(Object location annotation data)
══════════
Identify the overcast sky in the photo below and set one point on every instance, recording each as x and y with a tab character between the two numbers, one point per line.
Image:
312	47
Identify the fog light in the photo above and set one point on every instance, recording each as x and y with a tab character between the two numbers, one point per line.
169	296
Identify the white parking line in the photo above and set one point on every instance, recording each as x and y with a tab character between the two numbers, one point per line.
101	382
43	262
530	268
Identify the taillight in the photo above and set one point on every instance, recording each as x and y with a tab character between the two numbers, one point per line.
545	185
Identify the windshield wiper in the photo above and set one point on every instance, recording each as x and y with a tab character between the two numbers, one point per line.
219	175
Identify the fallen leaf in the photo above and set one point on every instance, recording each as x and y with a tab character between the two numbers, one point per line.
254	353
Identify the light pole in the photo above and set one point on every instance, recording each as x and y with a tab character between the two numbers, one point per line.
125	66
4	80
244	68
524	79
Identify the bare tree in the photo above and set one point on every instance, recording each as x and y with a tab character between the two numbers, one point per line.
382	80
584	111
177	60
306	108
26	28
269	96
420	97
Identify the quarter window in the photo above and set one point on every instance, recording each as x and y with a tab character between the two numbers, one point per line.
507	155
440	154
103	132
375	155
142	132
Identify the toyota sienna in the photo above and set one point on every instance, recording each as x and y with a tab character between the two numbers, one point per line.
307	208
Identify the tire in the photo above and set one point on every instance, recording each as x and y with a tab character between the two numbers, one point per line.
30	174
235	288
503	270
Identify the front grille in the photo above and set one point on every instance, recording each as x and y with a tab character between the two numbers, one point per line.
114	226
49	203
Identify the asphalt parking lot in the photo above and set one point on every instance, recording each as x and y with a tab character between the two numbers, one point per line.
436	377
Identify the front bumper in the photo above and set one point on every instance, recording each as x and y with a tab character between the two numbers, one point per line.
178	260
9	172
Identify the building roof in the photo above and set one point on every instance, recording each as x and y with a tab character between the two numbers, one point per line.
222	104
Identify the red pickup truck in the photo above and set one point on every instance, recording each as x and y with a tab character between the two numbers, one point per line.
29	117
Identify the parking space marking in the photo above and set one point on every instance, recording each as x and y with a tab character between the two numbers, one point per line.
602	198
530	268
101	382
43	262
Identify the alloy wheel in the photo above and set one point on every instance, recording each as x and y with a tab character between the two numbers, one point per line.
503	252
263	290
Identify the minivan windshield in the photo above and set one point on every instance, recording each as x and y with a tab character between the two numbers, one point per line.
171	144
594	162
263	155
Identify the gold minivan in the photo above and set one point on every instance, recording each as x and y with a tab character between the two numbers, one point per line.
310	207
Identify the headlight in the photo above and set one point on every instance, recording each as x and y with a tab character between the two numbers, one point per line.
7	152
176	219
══════════
Reproduce every line of the listing above verbatim.

Identify the overcast sky in the photo below and set one point on every instance, recording each as x and y with a tab character between the two numbers, one point per line.
Image:
312	47
Identify the fog light in the photo above and set one point on every instance, recording each as x and y with a tab character between the two numbers, one point per line.
169	296
Identify the white parking line in the photo above and set one point on every instance, recording each as x and y with a tab character between the two numbers, one point per line.
101	382
43	262
530	268
Identify the taillight in the photo above and set one point on every instance, recording each as x and y with a tab character between the two numbers, one point per line.
545	185
Identify the windshield wiper in the photo above and set one point on every instance, recording each as x and y with a tab character between the two numbers, one point per line.
219	175
Identify the fallen leaf in the photo above and set one point on every instance, recording each as x and y with a tab character between the two numbers, one point per line.
254	353
Identify the light pole in the photo above and set one point on every instance, recording each as x and y with a tab character between the two numbers, one point per line.
125	66
4	80
244	68
524	79
Identify the bare tree in the photo above and set one point on every instance, recording each as x and y with a tab character between the two numbers, one point per line.
382	80
584	111
177	60
306	108
26	28
269	96
420	97
Identify the quarter window in the photo above and set one point on every instance, recording each as x and y with a tab character between the two numbers, one point per line.
507	155
440	154
103	132
375	155
142	132
Identify the toyota sienna in the photo above and set one point on every instance, recording each as x and y with a tab character between the two numbers, one point per line.
307	208
Identify the tire in the photo above and set one point on every instance, recording each as x and y with a tab character between the two numbers, one point per line.
30	174
235	288
503	270
Identify the front grille in the photo above and set one point on every instance, recording each as x and y with a tab character between the two numbers, one point per line.
114	226
49	203
Identify the asphalt parking lot in the photo above and set one point on every instance, recording each as x and y with a tab character between the two numbers, one point per line.
436	377
Identify the front bumper in the photo above and set one point on every instance, recording each as x and y with a tab character between the two numbers, one point per line.
178	260
9	172
Identify the building roof in the photo above and set one point on every instance, recording each as x and y with a tab character between the two numbers, one point per line.
222	104
Identify the red pickup truck in the photo above and set one point on every instance, recording each as x and y with a tab character between the two numbers, one point per line.
29	117
Identify the parking space marking in the photo above and set one point on every instance, recording each as x and y with a tab character between the two numbers, one point per line.
602	198
530	268
101	382
43	262
Identify the alloy wheel in the photo above and set one point on every instance, recording each as x and y with a tab character between the two numbers, one point per line.
503	252
263	290
Identify the minivan windshield in the photo above and set one point on every instance, recording each as x and y with a tab character between the two numbers, one point per line.
171	144
594	162
263	155
Identify the gold minivan in the photo above and set one point on every instance, recording each as x and y with a tab character between the two numbers, one point per line.
310	207
Identify the headlight in the photo above and set one point on every instance, recording each as x and y with a tab character between the two numbers, one point per line.
7	152
176	219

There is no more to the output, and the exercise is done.